==== SELECTED EXCERPT
The link shows up on some clueless “climate” sites and appears to be a Ponzi/pyramid linking idea.
Technorati pans the whole idea of this kind of thing: http://technorati.com/weblog/2007/02/283.html
Matt Voglewede says
The link to the IPCC AR4 FAQ is broken (part of the filename is missing). The correct link is:
http://ipcc-wg1.ucar.edu/wg1/Report/AR4WG1_Pub_FAQs.pdf
No need to post this as a comment; correcting the original post would be fine.
J.S. McIntyre says
re 86:
“My wife’s family live in the philippines and I am trying to get them to australia in the next few years before the rush starts and immig policies are tightened even further.”
Jared Diamond, in the book “Collapse”, has suggested that Australia’s long-term population carrying capacity is half of the continent’s real ability to support its current population. And this doesn’t even take into consideration the ongoing drought that has the government giving serious consideration to halving the area of land they will allow agriculture production upon due to lack of water.
If Diamond’s is a fair assessemnt, then I’m not sure increasing population is an option.
Pianoguy says
More re: 84: Lawrence Coleman is right. But there’s some loss, so some off-the-grid renewable energy users maximize their efficiency by running DC lights and appliances. Googling “dc light bulbs” will bring up several relevant sites.
James says
Re #99: [Look at the billions that Japanese auto companies poured into internal combustion engine development, and the resulting gains in efficiency.]
Consider, though, that all that money produced only marginal gains. Fuel economy today is what, maybe twice that of the Model T? (For comparable size cars: I believe today’s average fleet economy is less.) Certainly not an order of magnitude better. What’s more, they’re asymptotic. You’re up against basic thermodynamics: an internal combustion (indeed, any heat engine) can only be just so efficient.
I suppose I’m a skeptic (in the general sense, not the AGW one). I keep thinking worst-case: suppose the world puts all its energy eggs into the solar cell basket, then in 20 years or so discovers that there really isn’t a pony in that pile of horse manure? Suppose solar, especially silicon-based solar, is fairly close to being as efficient as it can be; that there aren’t any dramatic cost reductions to be had; that all feasible energy storage systems do add large costs, and have significant losses. What then?
Lance Drager says
Further to my recent query. This contrarian thinks that the
language in the IPCC report:
“Found on: http://www.ipcc.ch/about/app-a.pdf
Quote located: Page 4, third paragraph, fifth sentence.
========
==== SOURCE DATA
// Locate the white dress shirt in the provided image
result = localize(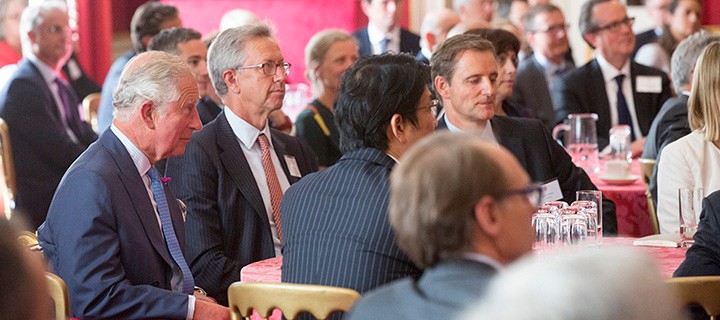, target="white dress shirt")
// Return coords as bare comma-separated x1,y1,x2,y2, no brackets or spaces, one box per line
223,107,290,257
========
TASKS »
1 > Duplicate the part of the climate comment thread starting at "Technorati pans the" and ending at "would be fine.".
2 > Pick up the climate comment thread after its last line and keep writing.

OUTPUTS »
1 >
Technorati pans the whole idea of this kind of thing: http://technorati.com/weblog/2007/02/283.html
Matt Voglewede says
The link to the IPCC AR4 FAQ is broken (part of the filename is missing). The correct link is:
http://ipcc-wg1.ucar.edu/wg1/Report/AR4WG1_Pub_FAQs.pdf
No need to post this as a comment; correcting the original post would be fine.

2 >
Quote: “Changes (other than grammatical or minor editorial changes) made after acceptance by the Working Group or the Panel shall be those necessary to ensure consistency with the Summary for Policymakers or the Overview Chapter.”
indicates that the science will be changed to match political opinions.
He also doesn’t think anyone has measure the IR absorbtion
of CO2.
“the entire purpose of the article, the final argument made specifically, was that there has been no effort whatsoever to determine in a controlled laboratory environment the temperature impact of carbon dioxide as a variable in a gaseous mixture. And that’s a fact.”
I’m beyond my expertise here and would appreciate comments.
Akonitum says
Here’s a simple video clip explanation of exponential growth as a contributing factor to our global warming dilemma: Are Humans Smarter Than Yeast?.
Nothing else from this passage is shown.